### SET EXERCISE
Rewrite the listing from the line with "for green hillside" to the line with "left=0, top=0, right=1024, bottom=683", swapping "Reply" for "Respond" and leaving everything else as it is.

>> begin

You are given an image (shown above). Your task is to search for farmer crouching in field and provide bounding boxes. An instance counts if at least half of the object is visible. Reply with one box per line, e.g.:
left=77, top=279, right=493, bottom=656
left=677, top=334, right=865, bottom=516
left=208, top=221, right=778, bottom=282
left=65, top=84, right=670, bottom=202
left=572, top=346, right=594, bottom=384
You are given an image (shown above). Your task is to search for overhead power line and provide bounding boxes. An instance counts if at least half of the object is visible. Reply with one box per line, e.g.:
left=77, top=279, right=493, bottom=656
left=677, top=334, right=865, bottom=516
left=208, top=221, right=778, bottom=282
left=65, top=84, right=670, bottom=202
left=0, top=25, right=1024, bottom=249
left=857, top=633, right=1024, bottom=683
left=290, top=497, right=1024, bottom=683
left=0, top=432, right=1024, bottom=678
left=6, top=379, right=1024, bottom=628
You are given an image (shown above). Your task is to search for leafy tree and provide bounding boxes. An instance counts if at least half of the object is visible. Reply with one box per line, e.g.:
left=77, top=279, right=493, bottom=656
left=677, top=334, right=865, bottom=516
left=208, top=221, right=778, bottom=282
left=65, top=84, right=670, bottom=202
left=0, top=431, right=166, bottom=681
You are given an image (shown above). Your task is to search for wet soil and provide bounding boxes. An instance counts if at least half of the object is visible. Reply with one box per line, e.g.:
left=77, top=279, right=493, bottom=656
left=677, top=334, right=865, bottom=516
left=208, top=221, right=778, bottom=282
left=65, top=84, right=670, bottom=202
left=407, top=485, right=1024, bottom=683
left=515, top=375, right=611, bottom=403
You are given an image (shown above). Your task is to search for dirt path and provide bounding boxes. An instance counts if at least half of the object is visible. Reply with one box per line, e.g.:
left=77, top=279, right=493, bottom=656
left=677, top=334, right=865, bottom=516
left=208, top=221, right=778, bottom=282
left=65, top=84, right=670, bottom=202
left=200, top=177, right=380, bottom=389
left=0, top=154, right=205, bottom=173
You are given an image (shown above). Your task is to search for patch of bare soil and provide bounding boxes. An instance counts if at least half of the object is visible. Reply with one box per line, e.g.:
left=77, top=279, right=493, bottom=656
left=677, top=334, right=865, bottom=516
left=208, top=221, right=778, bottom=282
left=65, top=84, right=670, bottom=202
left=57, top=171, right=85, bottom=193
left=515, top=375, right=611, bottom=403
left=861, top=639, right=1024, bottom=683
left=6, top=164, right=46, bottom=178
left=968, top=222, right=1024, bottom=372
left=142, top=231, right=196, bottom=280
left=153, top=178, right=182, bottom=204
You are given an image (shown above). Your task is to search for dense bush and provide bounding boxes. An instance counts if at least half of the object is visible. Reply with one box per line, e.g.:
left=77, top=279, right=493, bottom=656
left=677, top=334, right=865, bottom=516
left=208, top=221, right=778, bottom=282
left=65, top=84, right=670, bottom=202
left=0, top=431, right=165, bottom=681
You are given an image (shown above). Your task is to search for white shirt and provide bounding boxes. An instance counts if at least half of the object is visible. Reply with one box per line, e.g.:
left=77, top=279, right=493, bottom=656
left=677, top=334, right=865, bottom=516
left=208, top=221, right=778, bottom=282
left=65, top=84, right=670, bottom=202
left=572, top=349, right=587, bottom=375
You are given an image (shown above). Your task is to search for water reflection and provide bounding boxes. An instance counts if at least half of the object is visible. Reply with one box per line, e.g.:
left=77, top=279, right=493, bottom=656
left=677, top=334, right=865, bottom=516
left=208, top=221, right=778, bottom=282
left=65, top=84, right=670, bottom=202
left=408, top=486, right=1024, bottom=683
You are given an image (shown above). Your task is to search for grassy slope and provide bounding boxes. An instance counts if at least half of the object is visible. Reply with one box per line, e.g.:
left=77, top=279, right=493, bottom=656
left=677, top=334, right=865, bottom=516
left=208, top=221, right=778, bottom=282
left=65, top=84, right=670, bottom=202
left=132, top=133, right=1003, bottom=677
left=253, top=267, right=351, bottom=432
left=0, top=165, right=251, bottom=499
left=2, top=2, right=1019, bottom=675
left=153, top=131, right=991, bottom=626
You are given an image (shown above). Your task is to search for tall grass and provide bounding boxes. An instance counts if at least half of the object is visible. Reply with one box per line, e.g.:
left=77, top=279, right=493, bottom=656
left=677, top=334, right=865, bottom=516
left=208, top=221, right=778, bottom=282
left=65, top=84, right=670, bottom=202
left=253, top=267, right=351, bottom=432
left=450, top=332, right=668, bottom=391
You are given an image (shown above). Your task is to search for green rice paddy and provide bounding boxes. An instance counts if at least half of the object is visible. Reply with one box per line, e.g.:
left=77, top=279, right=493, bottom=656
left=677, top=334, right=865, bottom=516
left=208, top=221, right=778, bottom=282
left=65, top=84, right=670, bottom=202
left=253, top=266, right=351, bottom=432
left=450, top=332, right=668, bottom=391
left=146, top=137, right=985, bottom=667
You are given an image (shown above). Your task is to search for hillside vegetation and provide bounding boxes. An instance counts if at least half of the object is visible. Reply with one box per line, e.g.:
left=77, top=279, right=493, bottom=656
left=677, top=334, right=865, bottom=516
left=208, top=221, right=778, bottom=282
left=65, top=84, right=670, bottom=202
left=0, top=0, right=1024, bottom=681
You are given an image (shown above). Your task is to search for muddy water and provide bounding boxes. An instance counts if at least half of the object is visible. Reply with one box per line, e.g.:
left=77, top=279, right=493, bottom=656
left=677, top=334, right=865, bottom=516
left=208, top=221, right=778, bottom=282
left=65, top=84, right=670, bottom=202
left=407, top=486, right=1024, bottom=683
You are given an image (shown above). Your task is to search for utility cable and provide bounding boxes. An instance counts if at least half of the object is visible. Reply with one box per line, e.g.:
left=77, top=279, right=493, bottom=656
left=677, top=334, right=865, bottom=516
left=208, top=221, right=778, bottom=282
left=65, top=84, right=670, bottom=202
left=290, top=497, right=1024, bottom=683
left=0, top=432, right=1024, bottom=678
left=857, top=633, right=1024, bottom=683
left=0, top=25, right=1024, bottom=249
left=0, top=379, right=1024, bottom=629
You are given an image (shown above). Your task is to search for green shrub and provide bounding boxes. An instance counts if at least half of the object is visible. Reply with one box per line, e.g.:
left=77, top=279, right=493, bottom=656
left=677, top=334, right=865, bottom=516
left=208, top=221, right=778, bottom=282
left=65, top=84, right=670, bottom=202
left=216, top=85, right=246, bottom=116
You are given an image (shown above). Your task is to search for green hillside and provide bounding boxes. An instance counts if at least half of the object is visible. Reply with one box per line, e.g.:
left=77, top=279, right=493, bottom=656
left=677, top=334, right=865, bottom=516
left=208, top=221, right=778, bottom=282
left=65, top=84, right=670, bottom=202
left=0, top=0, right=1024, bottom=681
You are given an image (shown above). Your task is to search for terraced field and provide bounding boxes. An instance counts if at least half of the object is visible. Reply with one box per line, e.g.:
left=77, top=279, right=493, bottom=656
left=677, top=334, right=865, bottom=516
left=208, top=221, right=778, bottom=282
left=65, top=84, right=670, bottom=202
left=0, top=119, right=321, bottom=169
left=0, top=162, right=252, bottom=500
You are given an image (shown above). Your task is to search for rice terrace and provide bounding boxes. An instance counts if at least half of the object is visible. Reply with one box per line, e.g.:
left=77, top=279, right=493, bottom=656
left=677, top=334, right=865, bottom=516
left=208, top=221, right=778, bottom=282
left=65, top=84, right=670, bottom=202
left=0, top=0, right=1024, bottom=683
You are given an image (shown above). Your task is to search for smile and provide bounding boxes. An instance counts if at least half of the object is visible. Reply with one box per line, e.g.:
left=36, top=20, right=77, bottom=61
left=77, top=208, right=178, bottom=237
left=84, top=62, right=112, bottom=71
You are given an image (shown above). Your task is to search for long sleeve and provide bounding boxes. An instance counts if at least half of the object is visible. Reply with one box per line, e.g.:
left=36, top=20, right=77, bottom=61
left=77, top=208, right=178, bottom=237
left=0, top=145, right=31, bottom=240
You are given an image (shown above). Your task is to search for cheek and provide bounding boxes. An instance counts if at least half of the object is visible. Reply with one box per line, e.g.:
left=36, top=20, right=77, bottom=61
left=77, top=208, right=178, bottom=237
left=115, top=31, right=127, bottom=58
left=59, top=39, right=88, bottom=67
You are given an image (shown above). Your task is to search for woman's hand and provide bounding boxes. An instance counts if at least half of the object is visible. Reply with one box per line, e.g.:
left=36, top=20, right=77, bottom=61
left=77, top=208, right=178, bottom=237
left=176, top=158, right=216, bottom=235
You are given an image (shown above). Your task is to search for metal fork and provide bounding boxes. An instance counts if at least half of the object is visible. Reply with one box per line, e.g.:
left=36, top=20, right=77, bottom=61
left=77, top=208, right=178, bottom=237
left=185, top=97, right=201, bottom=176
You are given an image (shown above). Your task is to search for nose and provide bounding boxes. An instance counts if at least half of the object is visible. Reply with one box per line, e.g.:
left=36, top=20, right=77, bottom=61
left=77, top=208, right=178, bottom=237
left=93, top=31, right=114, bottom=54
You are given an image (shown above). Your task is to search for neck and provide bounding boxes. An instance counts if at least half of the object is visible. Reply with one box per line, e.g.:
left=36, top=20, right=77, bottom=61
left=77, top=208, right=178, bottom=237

>> end

### RESPONSE
You are given an image (shown above). Your task is to search for green hillside and provide bounding boxes. An instance counts if at least half of the object is visible. Respond with one box per line, e.g.:
left=77, top=279, right=493, bottom=656
left=677, top=334, right=865, bottom=516
left=208, top=221, right=778, bottom=282
left=65, top=84, right=670, bottom=202
left=0, top=0, right=1024, bottom=681
You are given an image (shown above). Your task is to search for terraced field and provide bounding boxes. An instance counts if at least half of the object is visible. Respond with one box per line, e.g.:
left=77, top=279, right=493, bottom=656
left=677, top=334, right=865, bottom=516
left=208, top=221, right=778, bottom=282
left=65, top=84, right=670, bottom=202
left=0, top=119, right=321, bottom=169
left=0, top=162, right=252, bottom=500
You are given an image (shown above). Your task is to search for rice terrace and provide bounding boxes. An instance counts if at least half of the object is visible. Respond with one box per line, e.g.:
left=77, top=279, right=493, bottom=656
left=677, top=334, right=865, bottom=516
left=208, top=221, right=778, bottom=282
left=65, top=84, right=670, bottom=202
left=0, top=0, right=1024, bottom=683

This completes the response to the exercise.